### The problem
Reproduce all entries verbatim, with nothing added or dropped.

Pointing records
|---|
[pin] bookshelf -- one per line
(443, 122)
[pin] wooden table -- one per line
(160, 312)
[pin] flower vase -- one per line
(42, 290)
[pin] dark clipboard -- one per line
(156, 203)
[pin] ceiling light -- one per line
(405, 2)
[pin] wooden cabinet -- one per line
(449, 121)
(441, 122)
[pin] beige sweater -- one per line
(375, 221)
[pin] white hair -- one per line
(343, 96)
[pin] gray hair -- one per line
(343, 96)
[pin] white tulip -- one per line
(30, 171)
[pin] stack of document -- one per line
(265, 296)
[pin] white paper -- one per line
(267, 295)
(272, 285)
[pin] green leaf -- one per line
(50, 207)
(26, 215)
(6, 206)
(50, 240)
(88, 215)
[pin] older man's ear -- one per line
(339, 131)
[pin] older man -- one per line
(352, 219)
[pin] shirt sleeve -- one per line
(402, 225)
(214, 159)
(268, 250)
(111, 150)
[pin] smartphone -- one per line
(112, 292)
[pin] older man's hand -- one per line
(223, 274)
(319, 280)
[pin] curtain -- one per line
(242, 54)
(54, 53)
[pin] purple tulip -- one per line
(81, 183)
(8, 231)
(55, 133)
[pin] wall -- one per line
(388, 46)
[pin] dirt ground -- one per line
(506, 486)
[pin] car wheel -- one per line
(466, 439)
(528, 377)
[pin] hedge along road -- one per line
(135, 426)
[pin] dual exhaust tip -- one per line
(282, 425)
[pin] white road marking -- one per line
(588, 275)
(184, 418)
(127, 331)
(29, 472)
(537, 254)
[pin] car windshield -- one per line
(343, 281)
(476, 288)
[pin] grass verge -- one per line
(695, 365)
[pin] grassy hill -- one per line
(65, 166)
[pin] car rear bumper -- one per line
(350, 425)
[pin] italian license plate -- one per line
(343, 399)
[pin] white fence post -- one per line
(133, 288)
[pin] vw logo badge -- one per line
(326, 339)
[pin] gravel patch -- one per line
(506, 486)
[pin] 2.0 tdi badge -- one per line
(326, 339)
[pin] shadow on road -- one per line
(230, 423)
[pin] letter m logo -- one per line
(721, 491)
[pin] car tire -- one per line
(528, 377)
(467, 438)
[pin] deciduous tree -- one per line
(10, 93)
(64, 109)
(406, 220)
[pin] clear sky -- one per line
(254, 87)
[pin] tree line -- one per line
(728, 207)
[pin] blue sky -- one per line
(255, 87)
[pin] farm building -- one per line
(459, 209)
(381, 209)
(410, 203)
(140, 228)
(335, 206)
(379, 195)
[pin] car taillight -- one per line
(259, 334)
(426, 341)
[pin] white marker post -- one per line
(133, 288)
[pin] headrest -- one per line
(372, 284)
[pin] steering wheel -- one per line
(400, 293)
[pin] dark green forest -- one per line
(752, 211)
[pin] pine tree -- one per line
|---|
### Correct output
[pin] bookshelf -- one per line
(443, 122)
[pin] wooden table -- one per line
(160, 312)
[pin] flower vase -- one per line
(42, 290)
[pin] dark clipboard -- one per line
(156, 203)
[pin] ceiling light -- one per line
(405, 2)
[pin] wooden cabinet -- one per line
(449, 121)
(441, 122)
[pin] beige sweater -- one per line
(375, 221)
[pin] white hair -- one per line
(343, 96)
[pin] gray hair -- one per line
(343, 96)
[pin] white tulip -- one per line
(30, 171)
[pin] stack of document -- one per line
(265, 296)
[pin] white paper -- one per line
(267, 295)
(272, 285)
[pin] green leaf -- one per line
(50, 207)
(26, 215)
(6, 206)
(50, 240)
(88, 215)
[pin] older man's ear -- one per line
(339, 131)
[pin] older man -- one per line
(352, 219)
[pin] shirt sleeve -- one per line
(402, 225)
(214, 159)
(268, 250)
(111, 150)
[pin] smartphone -- one per line
(112, 292)
[pin] older man's hand -- one per line
(223, 274)
(319, 280)
[pin] curtain -- one per line
(242, 54)
(54, 53)
[pin] purple tulip -- one per line
(81, 183)
(8, 231)
(55, 133)
[pin] wall -- one per line
(388, 46)
[pin] dirt ground -- one per line
(506, 486)
[pin] car wheel -- one per line
(466, 439)
(528, 377)
[pin] hedge along road -- one per line
(135, 426)
[pin] dual exhaust tip -- one per line
(282, 425)
[pin] white road marking -- one per line
(588, 275)
(184, 418)
(127, 331)
(29, 472)
(537, 254)
[pin] car windshield -- one per line
(343, 281)
(476, 288)
[pin] grass verge -- one per line
(695, 365)
[pin] grassy hill -- one per line
(65, 166)
[pin] car rear bumper -- one per line
(350, 425)
[pin] italian license plate -- one per line
(343, 399)
[pin] white fence post -- one per line
(133, 288)
[pin] vw logo badge -- one per line
(326, 339)
[pin] gravel patch -- one per line
(506, 486)
[pin] 2.0 tdi badge -- one per line
(326, 339)
[pin] shadow on road -- one per line
(230, 423)
[pin] letter m logo -- one per line
(721, 491)
[pin] car tire -- one per line
(528, 377)
(467, 438)
[pin] deciduous tree -- one per line
(10, 93)
(64, 109)
(406, 220)
[pin] clear sky -- one per line
(254, 87)
[pin] tree line -- one per line
(728, 207)
[pin] blue sky -- one per line
(255, 87)
[pin] farm building -- one per line
(459, 209)
(381, 209)
(410, 203)
(140, 228)
(335, 206)
(379, 195)
[pin] car taillight -- one per line
(259, 334)
(426, 341)
[pin] white marker post -- one per line
(133, 288)
[pin] headrest -- one per line
(372, 284)
[pin] steering wheel -- one per line
(400, 293)
[pin] dark green forest -- one per line
(752, 211)
[pin] pine tree -- one per line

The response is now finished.